Saved entries

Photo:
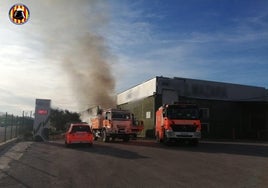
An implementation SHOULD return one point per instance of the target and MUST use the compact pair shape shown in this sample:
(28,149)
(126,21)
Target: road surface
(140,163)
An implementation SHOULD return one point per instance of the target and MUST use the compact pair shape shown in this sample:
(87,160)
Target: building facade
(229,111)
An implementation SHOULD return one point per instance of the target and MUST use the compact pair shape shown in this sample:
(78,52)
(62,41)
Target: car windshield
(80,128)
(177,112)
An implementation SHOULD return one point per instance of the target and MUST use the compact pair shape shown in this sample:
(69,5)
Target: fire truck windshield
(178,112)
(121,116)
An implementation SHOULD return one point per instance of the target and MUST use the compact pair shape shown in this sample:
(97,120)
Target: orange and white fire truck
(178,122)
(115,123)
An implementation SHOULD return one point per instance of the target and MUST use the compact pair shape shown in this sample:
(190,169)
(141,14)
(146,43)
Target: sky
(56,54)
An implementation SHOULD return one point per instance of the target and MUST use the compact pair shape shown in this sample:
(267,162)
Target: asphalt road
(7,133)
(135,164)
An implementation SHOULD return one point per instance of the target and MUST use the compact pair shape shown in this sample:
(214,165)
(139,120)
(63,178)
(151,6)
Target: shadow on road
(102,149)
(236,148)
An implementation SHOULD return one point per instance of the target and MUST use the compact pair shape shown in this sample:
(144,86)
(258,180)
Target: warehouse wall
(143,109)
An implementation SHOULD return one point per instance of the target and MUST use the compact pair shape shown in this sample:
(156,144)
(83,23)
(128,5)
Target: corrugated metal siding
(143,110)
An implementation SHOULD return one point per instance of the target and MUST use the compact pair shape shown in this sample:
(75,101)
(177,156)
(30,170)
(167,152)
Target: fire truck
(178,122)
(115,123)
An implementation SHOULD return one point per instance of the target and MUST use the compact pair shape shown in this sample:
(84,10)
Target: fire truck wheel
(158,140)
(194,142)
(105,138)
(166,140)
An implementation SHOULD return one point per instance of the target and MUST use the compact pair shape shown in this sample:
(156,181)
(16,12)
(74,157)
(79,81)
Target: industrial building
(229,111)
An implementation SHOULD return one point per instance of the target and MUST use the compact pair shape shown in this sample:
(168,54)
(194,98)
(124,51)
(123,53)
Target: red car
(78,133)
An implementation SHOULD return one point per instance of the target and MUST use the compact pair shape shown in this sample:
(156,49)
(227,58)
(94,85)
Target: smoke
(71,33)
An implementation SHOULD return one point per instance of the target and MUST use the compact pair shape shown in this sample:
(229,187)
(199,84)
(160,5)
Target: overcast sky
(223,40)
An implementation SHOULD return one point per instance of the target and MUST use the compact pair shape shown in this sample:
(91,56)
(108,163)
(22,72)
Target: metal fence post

• [Goal of the exercise] Repeat only the stretch of lines starting at the one containing "Target: overcast sky" and running to the final line of the entries above.

• [Problem solution]
Target: overcast sky
(223,40)
An implementation SHOULD return one point per instance of the target and MUST use the compact pair shape shown in this sample:
(91,56)
(108,163)
(22,72)
Target: metal fence post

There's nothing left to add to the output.